=== WHAT YOU ARE ASKED TO DO ===
List every line in the entries below that contains the word "cabinet", copying each such line in full.

=== DATASET CONTENT ===
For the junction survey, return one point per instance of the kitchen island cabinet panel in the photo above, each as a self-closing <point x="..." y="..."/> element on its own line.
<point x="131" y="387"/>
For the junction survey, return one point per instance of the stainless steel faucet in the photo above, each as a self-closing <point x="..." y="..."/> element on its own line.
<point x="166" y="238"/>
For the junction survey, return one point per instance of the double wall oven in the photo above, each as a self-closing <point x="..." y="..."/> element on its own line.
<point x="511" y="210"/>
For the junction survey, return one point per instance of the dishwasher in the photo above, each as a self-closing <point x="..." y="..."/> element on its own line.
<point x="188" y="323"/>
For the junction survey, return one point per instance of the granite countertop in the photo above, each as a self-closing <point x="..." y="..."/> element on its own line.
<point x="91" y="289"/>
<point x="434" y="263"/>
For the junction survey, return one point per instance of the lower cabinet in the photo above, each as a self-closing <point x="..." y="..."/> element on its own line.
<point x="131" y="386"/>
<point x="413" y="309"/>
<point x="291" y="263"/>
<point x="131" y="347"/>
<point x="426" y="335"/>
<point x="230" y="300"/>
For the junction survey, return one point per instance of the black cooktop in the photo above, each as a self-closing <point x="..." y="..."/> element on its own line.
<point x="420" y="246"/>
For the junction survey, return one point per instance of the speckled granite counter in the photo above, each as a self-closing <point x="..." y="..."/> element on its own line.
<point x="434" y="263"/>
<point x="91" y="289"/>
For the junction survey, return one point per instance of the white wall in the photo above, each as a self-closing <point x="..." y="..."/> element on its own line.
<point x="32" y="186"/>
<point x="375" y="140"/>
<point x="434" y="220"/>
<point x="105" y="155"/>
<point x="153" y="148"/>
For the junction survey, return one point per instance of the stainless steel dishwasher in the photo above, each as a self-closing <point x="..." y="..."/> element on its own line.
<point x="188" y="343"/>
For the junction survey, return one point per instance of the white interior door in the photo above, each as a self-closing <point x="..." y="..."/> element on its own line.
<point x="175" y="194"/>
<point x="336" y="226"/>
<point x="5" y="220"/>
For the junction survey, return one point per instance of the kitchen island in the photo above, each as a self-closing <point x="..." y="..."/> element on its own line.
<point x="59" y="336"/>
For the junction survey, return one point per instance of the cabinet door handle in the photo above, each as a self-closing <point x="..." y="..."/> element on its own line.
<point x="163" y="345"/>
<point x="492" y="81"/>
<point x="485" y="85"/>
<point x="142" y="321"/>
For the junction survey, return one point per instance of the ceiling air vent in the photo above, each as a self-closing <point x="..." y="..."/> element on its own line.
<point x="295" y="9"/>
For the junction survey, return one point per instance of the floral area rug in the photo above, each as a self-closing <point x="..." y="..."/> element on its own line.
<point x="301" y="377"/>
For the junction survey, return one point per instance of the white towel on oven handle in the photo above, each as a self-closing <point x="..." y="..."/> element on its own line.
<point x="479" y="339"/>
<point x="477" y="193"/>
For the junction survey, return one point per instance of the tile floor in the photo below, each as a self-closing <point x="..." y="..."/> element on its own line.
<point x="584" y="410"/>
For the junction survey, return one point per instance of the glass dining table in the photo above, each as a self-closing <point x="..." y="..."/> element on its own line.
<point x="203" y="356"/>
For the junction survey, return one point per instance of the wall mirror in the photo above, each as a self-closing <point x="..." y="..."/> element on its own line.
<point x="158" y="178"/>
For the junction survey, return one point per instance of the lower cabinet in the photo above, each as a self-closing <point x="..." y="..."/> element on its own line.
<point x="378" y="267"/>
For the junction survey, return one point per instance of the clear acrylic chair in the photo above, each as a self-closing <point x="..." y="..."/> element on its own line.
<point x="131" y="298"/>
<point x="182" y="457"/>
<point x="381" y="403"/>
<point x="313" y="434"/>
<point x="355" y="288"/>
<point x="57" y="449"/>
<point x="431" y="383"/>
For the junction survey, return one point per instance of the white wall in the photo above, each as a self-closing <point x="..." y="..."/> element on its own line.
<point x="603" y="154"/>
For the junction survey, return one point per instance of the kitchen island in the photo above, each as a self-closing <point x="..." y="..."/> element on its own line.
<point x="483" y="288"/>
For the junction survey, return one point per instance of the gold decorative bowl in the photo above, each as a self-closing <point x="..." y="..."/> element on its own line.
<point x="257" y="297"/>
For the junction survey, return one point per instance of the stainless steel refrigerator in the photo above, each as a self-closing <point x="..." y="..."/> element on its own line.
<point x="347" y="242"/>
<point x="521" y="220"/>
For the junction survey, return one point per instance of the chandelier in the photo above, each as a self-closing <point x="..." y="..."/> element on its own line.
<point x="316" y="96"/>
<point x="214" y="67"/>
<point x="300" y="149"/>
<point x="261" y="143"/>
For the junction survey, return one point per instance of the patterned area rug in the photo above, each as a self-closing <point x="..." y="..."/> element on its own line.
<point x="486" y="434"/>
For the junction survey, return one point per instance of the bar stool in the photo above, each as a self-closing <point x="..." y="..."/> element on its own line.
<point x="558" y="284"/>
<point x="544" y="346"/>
--
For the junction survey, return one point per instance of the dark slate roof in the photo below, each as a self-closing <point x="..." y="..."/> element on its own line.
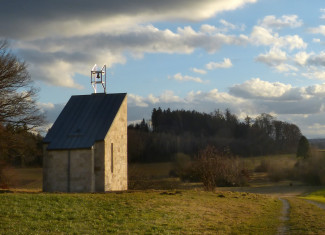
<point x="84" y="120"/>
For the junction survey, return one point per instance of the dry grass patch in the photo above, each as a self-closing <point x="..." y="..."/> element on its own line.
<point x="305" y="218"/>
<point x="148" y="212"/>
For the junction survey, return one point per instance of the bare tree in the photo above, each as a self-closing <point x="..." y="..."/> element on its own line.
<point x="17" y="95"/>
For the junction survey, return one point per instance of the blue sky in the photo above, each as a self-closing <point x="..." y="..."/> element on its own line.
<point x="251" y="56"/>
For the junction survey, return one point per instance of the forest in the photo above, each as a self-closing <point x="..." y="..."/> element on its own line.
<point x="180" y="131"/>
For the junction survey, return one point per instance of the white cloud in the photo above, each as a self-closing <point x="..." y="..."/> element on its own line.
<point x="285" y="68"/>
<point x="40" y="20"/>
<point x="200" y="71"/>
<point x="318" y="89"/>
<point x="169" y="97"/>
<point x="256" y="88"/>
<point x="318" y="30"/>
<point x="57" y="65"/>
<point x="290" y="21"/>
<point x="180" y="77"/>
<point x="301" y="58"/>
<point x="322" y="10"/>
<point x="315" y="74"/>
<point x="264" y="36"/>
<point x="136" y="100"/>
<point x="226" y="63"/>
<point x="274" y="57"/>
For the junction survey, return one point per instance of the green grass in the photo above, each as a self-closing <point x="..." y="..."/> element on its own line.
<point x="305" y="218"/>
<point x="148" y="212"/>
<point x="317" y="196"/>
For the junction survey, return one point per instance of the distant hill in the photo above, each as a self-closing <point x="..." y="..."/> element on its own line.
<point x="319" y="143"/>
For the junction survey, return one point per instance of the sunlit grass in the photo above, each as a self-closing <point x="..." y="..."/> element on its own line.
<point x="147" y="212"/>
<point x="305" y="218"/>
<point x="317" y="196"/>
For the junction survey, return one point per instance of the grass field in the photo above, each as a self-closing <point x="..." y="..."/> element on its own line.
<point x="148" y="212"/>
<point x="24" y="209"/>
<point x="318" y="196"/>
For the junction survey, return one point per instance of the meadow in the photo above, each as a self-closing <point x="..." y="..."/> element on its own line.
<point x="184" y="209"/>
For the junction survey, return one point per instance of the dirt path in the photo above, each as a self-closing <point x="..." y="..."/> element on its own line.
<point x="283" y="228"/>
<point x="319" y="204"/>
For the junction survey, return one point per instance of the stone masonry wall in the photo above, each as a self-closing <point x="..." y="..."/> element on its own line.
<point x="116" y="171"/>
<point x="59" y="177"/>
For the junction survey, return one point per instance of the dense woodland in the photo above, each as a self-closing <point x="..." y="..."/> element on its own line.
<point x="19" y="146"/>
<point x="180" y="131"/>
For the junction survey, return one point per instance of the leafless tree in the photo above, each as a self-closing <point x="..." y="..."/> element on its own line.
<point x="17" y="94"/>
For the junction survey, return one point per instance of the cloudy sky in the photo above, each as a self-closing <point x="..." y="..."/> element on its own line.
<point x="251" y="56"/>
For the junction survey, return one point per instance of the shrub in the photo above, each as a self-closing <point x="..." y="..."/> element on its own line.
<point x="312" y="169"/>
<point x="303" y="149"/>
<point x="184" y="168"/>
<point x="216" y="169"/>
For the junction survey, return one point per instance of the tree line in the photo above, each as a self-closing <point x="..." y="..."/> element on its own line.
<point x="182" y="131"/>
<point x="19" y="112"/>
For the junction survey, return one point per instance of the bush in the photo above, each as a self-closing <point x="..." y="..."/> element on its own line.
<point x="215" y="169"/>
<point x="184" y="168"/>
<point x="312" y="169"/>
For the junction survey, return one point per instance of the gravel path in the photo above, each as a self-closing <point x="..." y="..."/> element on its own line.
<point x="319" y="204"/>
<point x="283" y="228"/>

=== EXERCISE RESPONSE ===
For the junction survey, return one point per instance of the kitchen island cabinet panel in the photo above, each as a self-closing <point x="..." y="..."/> element on its own line.
For the junction survey, return one point per instance of the lower cabinet in the photo above, each as a self-closing <point x="..." y="..."/> element on its own line.
For the junction survey, return one point per instance of the cabinet door handle in the photo above, each as a self-closing <point x="..." y="..."/> element on its own line.
For the junction survey, return one point per instance of the lower cabinet in the photo above, each as a self-closing <point x="..." y="..."/> element on its own line.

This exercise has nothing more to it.